## [How to complete this task]
Scan the records below for the line containing "Where can you spot the player's face?" and the line containing "Where can you spot the player's shoulder?". Copy both, plus every line between, exactly.

Records provided section start

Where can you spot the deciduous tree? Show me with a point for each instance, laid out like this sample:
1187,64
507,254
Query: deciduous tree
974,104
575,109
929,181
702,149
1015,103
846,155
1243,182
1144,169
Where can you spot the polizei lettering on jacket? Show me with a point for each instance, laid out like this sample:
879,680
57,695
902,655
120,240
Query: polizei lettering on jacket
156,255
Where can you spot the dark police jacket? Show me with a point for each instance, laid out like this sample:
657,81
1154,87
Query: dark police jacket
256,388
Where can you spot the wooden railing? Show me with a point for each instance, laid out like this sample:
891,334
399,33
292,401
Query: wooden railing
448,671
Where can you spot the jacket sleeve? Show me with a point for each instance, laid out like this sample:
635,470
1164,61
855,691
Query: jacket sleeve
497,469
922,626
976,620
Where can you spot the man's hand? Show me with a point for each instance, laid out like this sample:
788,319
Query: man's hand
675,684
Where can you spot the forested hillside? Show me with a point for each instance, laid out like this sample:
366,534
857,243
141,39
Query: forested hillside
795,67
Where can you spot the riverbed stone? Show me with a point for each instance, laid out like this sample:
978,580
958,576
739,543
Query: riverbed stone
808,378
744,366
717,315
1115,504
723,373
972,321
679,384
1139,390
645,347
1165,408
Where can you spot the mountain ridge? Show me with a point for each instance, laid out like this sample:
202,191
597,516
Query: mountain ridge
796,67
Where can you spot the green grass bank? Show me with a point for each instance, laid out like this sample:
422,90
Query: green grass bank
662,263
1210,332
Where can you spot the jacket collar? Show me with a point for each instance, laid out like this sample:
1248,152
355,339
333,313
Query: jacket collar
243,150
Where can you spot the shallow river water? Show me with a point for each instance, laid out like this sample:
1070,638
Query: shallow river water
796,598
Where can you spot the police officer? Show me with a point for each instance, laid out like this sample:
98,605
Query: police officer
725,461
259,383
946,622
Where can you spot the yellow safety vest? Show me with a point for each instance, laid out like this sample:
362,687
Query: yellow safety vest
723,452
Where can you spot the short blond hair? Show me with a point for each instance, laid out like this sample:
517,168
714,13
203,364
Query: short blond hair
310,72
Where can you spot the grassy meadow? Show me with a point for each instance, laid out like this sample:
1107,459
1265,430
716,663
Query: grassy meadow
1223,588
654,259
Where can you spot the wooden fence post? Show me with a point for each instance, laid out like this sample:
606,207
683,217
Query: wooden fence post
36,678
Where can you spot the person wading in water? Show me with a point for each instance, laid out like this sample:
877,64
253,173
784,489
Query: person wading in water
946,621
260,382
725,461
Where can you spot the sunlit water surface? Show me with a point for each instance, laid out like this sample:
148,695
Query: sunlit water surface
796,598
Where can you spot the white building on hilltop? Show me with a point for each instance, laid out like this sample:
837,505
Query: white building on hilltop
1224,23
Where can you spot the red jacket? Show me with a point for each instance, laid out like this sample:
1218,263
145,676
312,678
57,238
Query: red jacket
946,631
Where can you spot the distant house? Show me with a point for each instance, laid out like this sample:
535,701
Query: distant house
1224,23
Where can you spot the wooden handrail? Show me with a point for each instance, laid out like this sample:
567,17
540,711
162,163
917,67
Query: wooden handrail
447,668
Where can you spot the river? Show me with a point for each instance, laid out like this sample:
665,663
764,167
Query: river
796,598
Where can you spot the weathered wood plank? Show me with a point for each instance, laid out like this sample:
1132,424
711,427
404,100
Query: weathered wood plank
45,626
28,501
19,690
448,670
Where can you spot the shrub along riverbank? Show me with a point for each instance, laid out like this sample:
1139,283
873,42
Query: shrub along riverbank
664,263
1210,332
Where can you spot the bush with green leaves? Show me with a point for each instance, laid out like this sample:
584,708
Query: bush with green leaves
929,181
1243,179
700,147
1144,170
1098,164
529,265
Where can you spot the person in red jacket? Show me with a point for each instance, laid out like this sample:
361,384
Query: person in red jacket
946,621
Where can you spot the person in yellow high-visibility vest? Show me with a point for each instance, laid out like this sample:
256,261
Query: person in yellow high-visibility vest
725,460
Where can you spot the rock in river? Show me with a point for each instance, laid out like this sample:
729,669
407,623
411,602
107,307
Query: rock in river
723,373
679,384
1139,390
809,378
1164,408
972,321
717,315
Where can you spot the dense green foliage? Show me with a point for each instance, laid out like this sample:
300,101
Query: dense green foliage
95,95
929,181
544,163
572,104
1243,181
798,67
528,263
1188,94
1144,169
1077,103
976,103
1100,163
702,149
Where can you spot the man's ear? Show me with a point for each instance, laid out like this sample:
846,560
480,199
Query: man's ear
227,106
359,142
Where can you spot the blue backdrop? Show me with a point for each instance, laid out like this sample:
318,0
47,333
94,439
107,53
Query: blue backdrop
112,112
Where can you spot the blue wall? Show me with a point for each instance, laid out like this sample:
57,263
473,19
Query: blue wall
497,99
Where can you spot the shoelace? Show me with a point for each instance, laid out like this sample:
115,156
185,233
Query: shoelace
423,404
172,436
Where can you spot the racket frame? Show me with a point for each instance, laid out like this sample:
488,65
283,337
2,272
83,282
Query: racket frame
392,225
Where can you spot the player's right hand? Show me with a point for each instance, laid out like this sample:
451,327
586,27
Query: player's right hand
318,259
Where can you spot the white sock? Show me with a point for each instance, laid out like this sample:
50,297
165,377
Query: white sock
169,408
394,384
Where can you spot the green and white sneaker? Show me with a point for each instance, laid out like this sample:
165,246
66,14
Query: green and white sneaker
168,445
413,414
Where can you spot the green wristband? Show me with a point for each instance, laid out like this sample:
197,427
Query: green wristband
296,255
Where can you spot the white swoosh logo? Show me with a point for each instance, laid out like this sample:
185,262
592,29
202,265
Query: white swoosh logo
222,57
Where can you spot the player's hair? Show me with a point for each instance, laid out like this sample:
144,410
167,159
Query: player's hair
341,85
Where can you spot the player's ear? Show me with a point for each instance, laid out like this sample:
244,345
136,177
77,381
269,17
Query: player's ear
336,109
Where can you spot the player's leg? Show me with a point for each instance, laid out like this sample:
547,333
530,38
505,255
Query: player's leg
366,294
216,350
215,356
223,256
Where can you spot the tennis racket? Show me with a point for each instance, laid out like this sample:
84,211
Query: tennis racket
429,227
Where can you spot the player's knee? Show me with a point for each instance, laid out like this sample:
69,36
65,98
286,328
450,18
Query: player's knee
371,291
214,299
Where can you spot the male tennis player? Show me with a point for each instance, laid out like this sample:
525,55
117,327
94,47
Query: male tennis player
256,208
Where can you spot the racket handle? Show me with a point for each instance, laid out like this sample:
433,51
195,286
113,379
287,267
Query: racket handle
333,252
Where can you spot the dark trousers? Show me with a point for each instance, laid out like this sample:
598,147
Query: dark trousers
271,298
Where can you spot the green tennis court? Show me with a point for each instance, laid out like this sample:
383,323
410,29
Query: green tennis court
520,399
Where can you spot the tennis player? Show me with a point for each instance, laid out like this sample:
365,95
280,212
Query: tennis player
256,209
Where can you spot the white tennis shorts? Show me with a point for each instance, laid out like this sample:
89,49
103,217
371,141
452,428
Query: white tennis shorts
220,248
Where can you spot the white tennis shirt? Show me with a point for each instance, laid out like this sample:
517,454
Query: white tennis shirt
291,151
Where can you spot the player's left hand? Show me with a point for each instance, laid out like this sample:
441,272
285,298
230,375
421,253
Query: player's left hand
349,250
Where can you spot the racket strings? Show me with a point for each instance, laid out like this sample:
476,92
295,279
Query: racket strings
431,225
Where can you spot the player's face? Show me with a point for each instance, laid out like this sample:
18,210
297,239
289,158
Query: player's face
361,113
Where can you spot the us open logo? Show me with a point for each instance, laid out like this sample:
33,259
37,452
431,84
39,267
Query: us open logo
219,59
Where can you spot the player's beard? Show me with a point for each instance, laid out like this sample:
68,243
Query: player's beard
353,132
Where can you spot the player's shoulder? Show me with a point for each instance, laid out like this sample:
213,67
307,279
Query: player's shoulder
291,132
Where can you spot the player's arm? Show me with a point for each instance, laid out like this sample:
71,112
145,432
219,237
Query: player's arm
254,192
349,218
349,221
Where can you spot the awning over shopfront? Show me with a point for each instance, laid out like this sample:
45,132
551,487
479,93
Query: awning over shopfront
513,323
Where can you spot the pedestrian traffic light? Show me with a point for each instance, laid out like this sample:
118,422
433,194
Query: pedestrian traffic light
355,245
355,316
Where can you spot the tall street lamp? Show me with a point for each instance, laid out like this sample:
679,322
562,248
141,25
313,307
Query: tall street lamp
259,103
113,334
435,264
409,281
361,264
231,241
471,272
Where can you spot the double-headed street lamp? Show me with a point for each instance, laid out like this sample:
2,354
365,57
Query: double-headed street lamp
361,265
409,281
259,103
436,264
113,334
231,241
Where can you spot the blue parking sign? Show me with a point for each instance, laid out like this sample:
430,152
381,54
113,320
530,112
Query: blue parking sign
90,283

Records provided section end

## [Response box]
Where can you spot the player's face? Show me with a point for each instance, laid out like this sample:
18,210
297,239
289,158
Query: player's face
361,113
Where can you spot the us open logo? Show me with a point for each instance, laid out like this sample:
33,259
37,452
431,84
39,267
Query: us open logo
219,59
Where can you spot the player's beard? Show me with a point for each instance, laid out like this sample:
68,243
Query: player's beard
353,132
Where can you spot the player's shoulder? Show me with a point for each instance, laid out like this sample:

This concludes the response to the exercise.